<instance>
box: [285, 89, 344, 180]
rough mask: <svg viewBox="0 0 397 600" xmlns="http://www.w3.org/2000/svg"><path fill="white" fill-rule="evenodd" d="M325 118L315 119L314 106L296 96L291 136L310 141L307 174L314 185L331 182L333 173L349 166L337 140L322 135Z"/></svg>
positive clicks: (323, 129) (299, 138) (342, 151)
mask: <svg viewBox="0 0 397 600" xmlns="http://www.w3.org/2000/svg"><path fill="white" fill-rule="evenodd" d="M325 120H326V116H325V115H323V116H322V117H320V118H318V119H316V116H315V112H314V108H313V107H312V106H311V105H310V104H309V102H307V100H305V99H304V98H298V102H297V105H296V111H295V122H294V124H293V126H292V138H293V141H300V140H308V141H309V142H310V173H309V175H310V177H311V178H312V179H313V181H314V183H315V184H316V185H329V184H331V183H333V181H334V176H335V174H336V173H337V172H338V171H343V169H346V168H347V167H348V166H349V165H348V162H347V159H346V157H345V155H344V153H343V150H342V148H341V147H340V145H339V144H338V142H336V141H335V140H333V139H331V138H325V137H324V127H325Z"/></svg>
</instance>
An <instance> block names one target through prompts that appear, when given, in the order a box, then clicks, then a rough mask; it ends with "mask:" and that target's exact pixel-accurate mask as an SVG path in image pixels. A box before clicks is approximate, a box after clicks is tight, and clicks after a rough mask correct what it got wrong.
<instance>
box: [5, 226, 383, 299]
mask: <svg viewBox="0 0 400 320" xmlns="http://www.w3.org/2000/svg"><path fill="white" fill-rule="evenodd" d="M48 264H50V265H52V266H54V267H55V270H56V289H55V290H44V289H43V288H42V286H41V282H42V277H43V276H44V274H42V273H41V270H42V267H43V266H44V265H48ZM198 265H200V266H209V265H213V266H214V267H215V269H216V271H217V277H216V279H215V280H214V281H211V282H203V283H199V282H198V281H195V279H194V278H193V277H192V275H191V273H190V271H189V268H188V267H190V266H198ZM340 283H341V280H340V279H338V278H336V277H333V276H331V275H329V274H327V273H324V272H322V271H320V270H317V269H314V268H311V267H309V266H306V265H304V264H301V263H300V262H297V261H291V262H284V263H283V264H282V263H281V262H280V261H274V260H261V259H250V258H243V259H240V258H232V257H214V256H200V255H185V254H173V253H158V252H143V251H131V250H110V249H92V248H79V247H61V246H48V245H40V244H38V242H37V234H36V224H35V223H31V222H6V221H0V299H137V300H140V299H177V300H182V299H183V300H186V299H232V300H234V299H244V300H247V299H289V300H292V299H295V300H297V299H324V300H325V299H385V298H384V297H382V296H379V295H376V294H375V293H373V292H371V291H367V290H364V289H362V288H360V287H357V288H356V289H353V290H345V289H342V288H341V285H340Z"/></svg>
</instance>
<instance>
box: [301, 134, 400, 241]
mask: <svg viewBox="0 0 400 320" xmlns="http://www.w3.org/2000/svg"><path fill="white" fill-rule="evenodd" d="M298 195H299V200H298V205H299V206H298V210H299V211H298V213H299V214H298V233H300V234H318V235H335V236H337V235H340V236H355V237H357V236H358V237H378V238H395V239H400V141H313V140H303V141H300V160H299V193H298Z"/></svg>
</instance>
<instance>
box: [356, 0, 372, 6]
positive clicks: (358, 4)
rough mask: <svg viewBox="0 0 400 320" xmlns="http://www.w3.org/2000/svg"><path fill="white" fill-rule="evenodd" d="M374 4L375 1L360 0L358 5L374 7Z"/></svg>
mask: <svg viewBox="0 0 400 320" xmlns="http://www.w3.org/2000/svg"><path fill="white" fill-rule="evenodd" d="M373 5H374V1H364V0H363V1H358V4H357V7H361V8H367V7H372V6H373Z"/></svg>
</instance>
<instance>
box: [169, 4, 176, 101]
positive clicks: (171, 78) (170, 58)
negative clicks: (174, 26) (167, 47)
++++++++
**Task item**: Reproduce the data verbatim, starting at its first line and ending with the line that contains "positive clicks: (323, 129)", both included.

**Task output**:
<instance>
box: [285, 89, 344, 180]
rough mask: <svg viewBox="0 0 397 600" xmlns="http://www.w3.org/2000/svg"><path fill="white" fill-rule="evenodd" d="M325 118L315 119L314 106L296 96L291 136L310 141L307 174L314 185L331 182L333 173L349 166L337 140L322 135Z"/></svg>
positive clicks: (323, 129) (299, 138) (342, 151)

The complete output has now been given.